++++ Dataset content

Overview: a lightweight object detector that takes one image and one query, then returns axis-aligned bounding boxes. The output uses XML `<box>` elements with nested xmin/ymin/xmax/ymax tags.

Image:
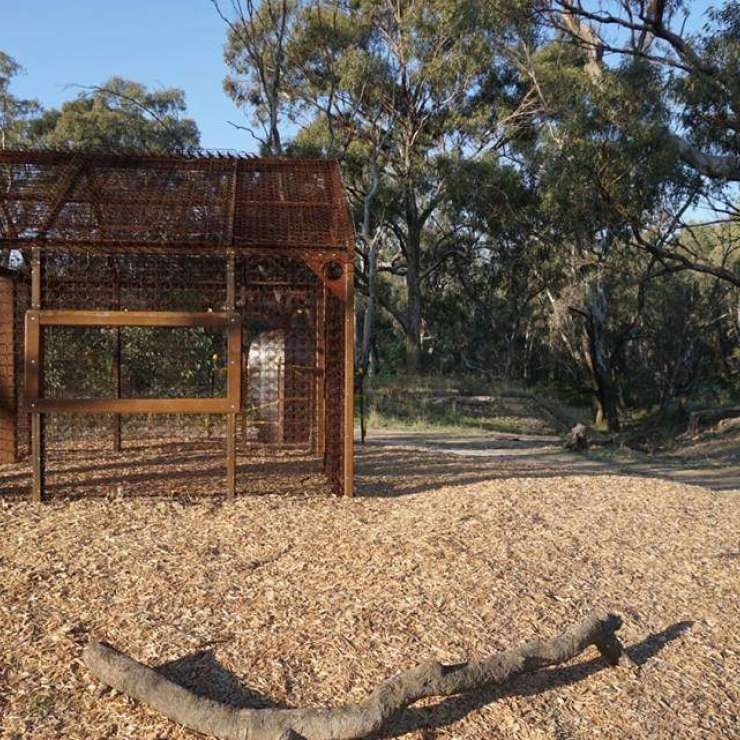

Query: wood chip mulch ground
<box><xmin>0</xmin><ymin>446</ymin><xmax>740</xmax><ymax>740</ymax></box>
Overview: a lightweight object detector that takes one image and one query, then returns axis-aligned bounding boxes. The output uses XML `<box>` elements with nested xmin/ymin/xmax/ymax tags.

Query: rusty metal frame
<box><xmin>24</xmin><ymin>309</ymin><xmax>241</xmax><ymax>414</ymax></box>
<box><xmin>0</xmin><ymin>150</ymin><xmax>354</xmax><ymax>499</ymax></box>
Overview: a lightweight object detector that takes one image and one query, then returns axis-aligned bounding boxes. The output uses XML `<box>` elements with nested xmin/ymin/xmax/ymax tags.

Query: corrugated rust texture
<box><xmin>0</xmin><ymin>151</ymin><xmax>354</xmax><ymax>500</ymax></box>
<box><xmin>0</xmin><ymin>151</ymin><xmax>353</xmax><ymax>251</ymax></box>
<box><xmin>0</xmin><ymin>275</ymin><xmax>18</xmax><ymax>463</ymax></box>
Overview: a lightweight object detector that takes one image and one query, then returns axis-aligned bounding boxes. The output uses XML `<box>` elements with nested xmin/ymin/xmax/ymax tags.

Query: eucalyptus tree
<box><xmin>282</xmin><ymin>0</ymin><xmax>530</xmax><ymax>372</ymax></box>
<box><xmin>0</xmin><ymin>51</ymin><xmax>41</xmax><ymax>149</ymax></box>
<box><xmin>211</xmin><ymin>0</ymin><xmax>301</xmax><ymax>156</ymax></box>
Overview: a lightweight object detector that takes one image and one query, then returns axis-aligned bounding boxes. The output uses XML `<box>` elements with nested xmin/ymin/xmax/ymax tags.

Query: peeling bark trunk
<box><xmin>83</xmin><ymin>613</ymin><xmax>631</xmax><ymax>740</ymax></box>
<box><xmin>405</xmin><ymin>229</ymin><xmax>421</xmax><ymax>375</ymax></box>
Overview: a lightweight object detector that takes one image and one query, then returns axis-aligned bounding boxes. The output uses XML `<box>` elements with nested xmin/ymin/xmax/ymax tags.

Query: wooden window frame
<box><xmin>24</xmin><ymin>309</ymin><xmax>242</xmax><ymax>414</ymax></box>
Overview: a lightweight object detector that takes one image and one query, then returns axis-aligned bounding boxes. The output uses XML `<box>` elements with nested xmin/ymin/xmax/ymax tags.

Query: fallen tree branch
<box><xmin>83</xmin><ymin>613</ymin><xmax>631</xmax><ymax>740</ymax></box>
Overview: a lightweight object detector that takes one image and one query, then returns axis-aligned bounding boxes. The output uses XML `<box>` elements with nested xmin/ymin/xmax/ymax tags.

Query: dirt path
<box><xmin>366</xmin><ymin>429</ymin><xmax>740</xmax><ymax>492</ymax></box>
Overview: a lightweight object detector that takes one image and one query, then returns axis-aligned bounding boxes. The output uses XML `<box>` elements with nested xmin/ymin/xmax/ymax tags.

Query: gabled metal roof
<box><xmin>0</xmin><ymin>150</ymin><xmax>354</xmax><ymax>254</ymax></box>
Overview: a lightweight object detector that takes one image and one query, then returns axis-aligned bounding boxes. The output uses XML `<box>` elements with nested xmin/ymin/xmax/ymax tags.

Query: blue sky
<box><xmin>0</xmin><ymin>0</ymin><xmax>721</xmax><ymax>151</ymax></box>
<box><xmin>0</xmin><ymin>0</ymin><xmax>255</xmax><ymax>151</ymax></box>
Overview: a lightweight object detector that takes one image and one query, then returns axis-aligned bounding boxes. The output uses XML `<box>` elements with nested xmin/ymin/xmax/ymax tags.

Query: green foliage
<box><xmin>0</xmin><ymin>51</ymin><xmax>41</xmax><ymax>149</ymax></box>
<box><xmin>31</xmin><ymin>77</ymin><xmax>200</xmax><ymax>152</ymax></box>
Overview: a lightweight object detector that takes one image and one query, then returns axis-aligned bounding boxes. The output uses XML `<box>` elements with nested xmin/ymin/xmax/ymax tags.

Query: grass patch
<box><xmin>358</xmin><ymin>376</ymin><xmax>553</xmax><ymax>434</ymax></box>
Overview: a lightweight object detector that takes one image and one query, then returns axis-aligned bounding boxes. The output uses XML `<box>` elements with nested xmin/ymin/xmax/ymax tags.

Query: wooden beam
<box><xmin>27</xmin><ymin>398</ymin><xmax>231</xmax><ymax>416</ymax></box>
<box><xmin>31</xmin><ymin>310</ymin><xmax>230</xmax><ymax>329</ymax></box>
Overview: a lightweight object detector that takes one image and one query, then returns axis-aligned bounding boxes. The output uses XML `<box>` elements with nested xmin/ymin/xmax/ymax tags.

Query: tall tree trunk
<box><xmin>360</xmin><ymin>162</ymin><xmax>380</xmax><ymax>376</ymax></box>
<box><xmin>581</xmin><ymin>276</ymin><xmax>620</xmax><ymax>432</ymax></box>
<box><xmin>405</xmin><ymin>225</ymin><xmax>421</xmax><ymax>374</ymax></box>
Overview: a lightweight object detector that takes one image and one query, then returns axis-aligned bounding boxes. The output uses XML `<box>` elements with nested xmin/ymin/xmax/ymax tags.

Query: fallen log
<box><xmin>83</xmin><ymin>613</ymin><xmax>631</xmax><ymax>740</ymax></box>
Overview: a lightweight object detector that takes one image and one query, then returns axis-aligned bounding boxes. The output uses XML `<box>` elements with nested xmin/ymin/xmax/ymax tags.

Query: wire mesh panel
<box><xmin>0</xmin><ymin>274</ymin><xmax>17</xmax><ymax>463</ymax></box>
<box><xmin>0</xmin><ymin>147</ymin><xmax>352</xmax><ymax>495</ymax></box>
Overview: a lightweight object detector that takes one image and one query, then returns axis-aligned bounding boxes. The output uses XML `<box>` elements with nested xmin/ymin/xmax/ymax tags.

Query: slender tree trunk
<box><xmin>405</xmin><ymin>228</ymin><xmax>421</xmax><ymax>375</ymax></box>
<box><xmin>581</xmin><ymin>276</ymin><xmax>620</xmax><ymax>432</ymax></box>
<box><xmin>360</xmin><ymin>167</ymin><xmax>380</xmax><ymax>376</ymax></box>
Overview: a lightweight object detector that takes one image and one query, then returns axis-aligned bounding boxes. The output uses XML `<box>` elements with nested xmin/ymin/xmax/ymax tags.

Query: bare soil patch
<box><xmin>0</xmin><ymin>444</ymin><xmax>740</xmax><ymax>739</ymax></box>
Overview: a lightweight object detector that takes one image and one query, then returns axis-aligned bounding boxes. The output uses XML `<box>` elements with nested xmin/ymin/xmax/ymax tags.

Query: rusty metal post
<box><xmin>26</xmin><ymin>247</ymin><xmax>46</xmax><ymax>501</ymax></box>
<box><xmin>226</xmin><ymin>252</ymin><xmax>241</xmax><ymax>501</ymax></box>
<box><xmin>112</xmin><ymin>265</ymin><xmax>123</xmax><ymax>452</ymax></box>
<box><xmin>0</xmin><ymin>272</ymin><xmax>18</xmax><ymax>464</ymax></box>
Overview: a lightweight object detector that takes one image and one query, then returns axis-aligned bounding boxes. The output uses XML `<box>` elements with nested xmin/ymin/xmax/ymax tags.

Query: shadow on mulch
<box><xmin>146</xmin><ymin>621</ymin><xmax>693</xmax><ymax>739</ymax></box>
<box><xmin>371</xmin><ymin>622</ymin><xmax>693</xmax><ymax>738</ymax></box>
<box><xmin>156</xmin><ymin>650</ymin><xmax>287</xmax><ymax>709</ymax></box>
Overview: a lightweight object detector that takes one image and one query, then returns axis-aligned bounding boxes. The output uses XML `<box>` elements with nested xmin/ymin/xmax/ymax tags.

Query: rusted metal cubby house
<box><xmin>0</xmin><ymin>150</ymin><xmax>354</xmax><ymax>500</ymax></box>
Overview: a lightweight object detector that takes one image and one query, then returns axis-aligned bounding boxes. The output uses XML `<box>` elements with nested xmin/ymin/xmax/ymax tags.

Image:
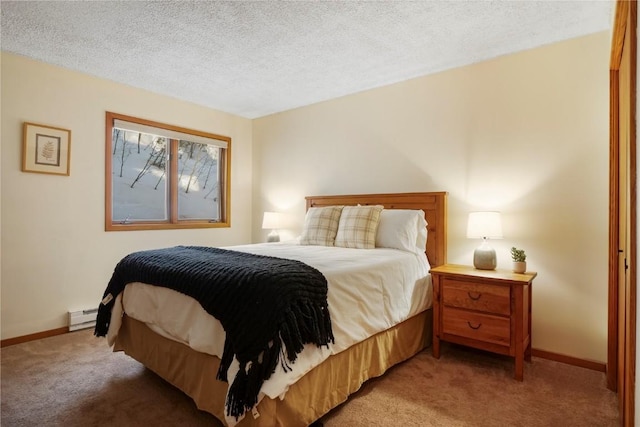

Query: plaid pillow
<box><xmin>300</xmin><ymin>206</ymin><xmax>342</xmax><ymax>246</ymax></box>
<box><xmin>335</xmin><ymin>206</ymin><xmax>383</xmax><ymax>249</ymax></box>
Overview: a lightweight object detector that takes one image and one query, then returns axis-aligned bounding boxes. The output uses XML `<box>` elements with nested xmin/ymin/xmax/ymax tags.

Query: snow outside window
<box><xmin>106</xmin><ymin>113</ymin><xmax>231</xmax><ymax>230</ymax></box>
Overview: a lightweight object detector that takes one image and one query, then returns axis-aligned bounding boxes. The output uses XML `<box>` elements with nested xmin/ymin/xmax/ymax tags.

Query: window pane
<box><xmin>178</xmin><ymin>140</ymin><xmax>221</xmax><ymax>221</ymax></box>
<box><xmin>112</xmin><ymin>128</ymin><xmax>169</xmax><ymax>223</ymax></box>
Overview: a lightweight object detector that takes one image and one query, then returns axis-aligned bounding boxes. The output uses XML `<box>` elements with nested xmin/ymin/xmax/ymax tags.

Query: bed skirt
<box><xmin>113</xmin><ymin>309</ymin><xmax>433</xmax><ymax>427</ymax></box>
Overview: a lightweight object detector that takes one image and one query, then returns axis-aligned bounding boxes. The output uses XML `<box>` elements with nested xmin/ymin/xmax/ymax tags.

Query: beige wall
<box><xmin>253</xmin><ymin>32</ymin><xmax>609</xmax><ymax>362</ymax></box>
<box><xmin>0</xmin><ymin>53</ymin><xmax>252</xmax><ymax>339</ymax></box>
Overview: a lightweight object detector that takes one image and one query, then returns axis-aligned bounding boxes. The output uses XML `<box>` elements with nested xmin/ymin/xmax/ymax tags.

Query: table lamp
<box><xmin>262</xmin><ymin>212</ymin><xmax>282</xmax><ymax>243</ymax></box>
<box><xmin>467</xmin><ymin>212</ymin><xmax>502</xmax><ymax>270</ymax></box>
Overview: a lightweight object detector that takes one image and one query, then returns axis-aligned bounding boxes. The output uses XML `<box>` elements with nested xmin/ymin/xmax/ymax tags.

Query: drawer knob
<box><xmin>467</xmin><ymin>321</ymin><xmax>482</xmax><ymax>330</ymax></box>
<box><xmin>467</xmin><ymin>291</ymin><xmax>482</xmax><ymax>301</ymax></box>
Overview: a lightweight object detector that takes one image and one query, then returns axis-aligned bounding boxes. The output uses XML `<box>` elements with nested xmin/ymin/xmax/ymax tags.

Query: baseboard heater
<box><xmin>69</xmin><ymin>308</ymin><xmax>98</xmax><ymax>332</ymax></box>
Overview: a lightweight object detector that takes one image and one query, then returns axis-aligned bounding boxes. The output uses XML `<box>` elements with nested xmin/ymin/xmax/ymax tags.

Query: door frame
<box><xmin>607</xmin><ymin>0</ymin><xmax>637</xmax><ymax>426</ymax></box>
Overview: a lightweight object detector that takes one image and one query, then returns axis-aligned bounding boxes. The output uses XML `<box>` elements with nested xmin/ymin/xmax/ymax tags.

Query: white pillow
<box><xmin>300</xmin><ymin>206</ymin><xmax>342</xmax><ymax>246</ymax></box>
<box><xmin>335</xmin><ymin>205</ymin><xmax>383</xmax><ymax>249</ymax></box>
<box><xmin>376</xmin><ymin>209</ymin><xmax>427</xmax><ymax>253</ymax></box>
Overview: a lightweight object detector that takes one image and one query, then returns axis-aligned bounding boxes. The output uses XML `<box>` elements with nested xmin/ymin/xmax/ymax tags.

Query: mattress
<box><xmin>108</xmin><ymin>242</ymin><xmax>432</xmax><ymax>424</ymax></box>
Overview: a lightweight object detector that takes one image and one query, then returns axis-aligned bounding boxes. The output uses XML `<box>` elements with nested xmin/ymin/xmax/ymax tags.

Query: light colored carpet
<box><xmin>0</xmin><ymin>330</ymin><xmax>619</xmax><ymax>427</ymax></box>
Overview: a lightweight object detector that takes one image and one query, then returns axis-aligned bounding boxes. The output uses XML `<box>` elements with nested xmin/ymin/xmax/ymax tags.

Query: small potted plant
<box><xmin>511</xmin><ymin>246</ymin><xmax>527</xmax><ymax>273</ymax></box>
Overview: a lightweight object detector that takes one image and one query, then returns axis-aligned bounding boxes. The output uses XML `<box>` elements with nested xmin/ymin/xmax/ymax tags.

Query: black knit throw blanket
<box><xmin>95</xmin><ymin>246</ymin><xmax>333</xmax><ymax>419</ymax></box>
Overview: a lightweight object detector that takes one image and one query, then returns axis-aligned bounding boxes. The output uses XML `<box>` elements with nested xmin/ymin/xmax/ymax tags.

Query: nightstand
<box><xmin>431</xmin><ymin>264</ymin><xmax>537</xmax><ymax>381</ymax></box>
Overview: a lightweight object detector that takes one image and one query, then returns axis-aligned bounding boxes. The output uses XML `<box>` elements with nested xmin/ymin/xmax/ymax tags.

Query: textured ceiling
<box><xmin>0</xmin><ymin>0</ymin><xmax>614</xmax><ymax>118</ymax></box>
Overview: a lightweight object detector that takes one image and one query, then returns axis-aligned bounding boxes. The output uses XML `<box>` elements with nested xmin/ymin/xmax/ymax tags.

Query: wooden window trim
<box><xmin>105</xmin><ymin>111</ymin><xmax>231</xmax><ymax>231</ymax></box>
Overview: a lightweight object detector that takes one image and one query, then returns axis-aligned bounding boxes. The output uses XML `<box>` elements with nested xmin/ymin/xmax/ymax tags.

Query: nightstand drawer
<box><xmin>442</xmin><ymin>307</ymin><xmax>511</xmax><ymax>347</ymax></box>
<box><xmin>442</xmin><ymin>279</ymin><xmax>511</xmax><ymax>316</ymax></box>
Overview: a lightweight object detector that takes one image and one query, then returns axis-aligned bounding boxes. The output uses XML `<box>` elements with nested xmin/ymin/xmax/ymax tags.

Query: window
<box><xmin>105</xmin><ymin>112</ymin><xmax>231</xmax><ymax>231</ymax></box>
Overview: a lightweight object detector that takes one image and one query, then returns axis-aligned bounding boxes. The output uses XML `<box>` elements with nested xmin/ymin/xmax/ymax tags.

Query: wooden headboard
<box><xmin>305</xmin><ymin>191</ymin><xmax>447</xmax><ymax>267</ymax></box>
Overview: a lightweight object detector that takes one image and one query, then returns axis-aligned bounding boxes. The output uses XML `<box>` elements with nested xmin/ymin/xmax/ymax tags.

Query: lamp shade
<box><xmin>467</xmin><ymin>212</ymin><xmax>502</xmax><ymax>239</ymax></box>
<box><xmin>262</xmin><ymin>212</ymin><xmax>282</xmax><ymax>229</ymax></box>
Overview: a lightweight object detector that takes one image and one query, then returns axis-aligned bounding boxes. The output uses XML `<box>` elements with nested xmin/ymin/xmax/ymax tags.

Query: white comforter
<box><xmin>107</xmin><ymin>243</ymin><xmax>432</xmax><ymax>424</ymax></box>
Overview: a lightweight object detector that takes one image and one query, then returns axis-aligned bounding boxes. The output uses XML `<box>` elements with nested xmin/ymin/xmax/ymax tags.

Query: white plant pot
<box><xmin>513</xmin><ymin>261</ymin><xmax>527</xmax><ymax>273</ymax></box>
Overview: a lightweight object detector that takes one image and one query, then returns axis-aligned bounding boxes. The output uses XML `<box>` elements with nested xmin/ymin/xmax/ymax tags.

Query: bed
<box><xmin>99</xmin><ymin>192</ymin><xmax>446</xmax><ymax>427</ymax></box>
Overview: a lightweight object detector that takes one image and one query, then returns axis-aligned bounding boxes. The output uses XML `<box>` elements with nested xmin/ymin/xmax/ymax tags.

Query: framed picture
<box><xmin>22</xmin><ymin>122</ymin><xmax>71</xmax><ymax>175</ymax></box>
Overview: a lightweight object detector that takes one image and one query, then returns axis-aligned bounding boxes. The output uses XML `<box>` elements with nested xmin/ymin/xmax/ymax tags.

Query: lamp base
<box><xmin>267</xmin><ymin>230</ymin><xmax>280</xmax><ymax>243</ymax></box>
<box><xmin>473</xmin><ymin>240</ymin><xmax>497</xmax><ymax>270</ymax></box>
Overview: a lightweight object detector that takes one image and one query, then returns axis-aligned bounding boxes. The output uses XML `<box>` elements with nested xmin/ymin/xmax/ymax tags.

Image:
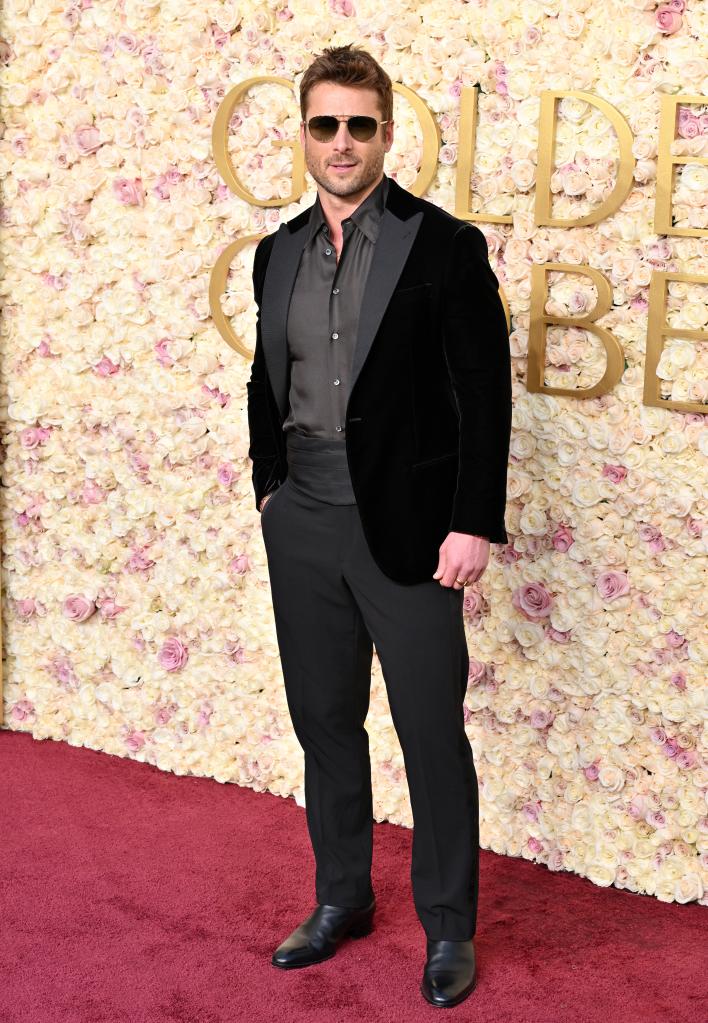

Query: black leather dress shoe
<box><xmin>271</xmin><ymin>898</ymin><xmax>377</xmax><ymax>970</ymax></box>
<box><xmin>421</xmin><ymin>938</ymin><xmax>477</xmax><ymax>1007</ymax></box>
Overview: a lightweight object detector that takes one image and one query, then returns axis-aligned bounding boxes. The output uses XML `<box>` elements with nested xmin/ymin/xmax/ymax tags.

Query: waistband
<box><xmin>285</xmin><ymin>430</ymin><xmax>356</xmax><ymax>504</ymax></box>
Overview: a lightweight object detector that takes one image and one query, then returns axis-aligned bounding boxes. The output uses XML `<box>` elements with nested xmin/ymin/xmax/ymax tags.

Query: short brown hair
<box><xmin>300</xmin><ymin>43</ymin><xmax>393</xmax><ymax>121</ymax></box>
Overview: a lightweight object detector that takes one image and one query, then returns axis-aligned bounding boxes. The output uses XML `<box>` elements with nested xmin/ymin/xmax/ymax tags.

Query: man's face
<box><xmin>300</xmin><ymin>82</ymin><xmax>393</xmax><ymax>198</ymax></box>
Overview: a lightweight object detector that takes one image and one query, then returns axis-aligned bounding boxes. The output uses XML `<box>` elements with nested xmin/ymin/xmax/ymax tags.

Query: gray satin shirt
<box><xmin>282</xmin><ymin>175</ymin><xmax>389</xmax><ymax>441</ymax></box>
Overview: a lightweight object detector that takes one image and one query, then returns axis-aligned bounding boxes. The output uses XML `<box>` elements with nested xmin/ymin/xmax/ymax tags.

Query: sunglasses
<box><xmin>307</xmin><ymin>114</ymin><xmax>388</xmax><ymax>142</ymax></box>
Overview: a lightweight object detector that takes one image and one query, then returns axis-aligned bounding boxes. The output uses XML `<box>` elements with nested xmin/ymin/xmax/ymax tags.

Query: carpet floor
<box><xmin>0</xmin><ymin>729</ymin><xmax>708</xmax><ymax>1023</ymax></box>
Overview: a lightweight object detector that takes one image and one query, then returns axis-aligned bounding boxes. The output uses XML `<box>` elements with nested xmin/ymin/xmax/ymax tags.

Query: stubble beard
<box><xmin>305</xmin><ymin>153</ymin><xmax>384</xmax><ymax>198</ymax></box>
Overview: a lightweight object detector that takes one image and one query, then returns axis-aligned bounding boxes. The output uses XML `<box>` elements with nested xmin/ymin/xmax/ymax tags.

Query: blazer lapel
<box><xmin>349</xmin><ymin>206</ymin><xmax>423</xmax><ymax>394</ymax></box>
<box><xmin>261</xmin><ymin>179</ymin><xmax>423</xmax><ymax>419</ymax></box>
<box><xmin>256</xmin><ymin>215</ymin><xmax>310</xmax><ymax>419</ymax></box>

++++++++

● **Given request**
Please gather every line from the listing above that contains the word "trunk" and copy each one in full.

● **Answer in full**
Query: peeling bark trunk
Query: tall tree trunk
Query: slender tree trunk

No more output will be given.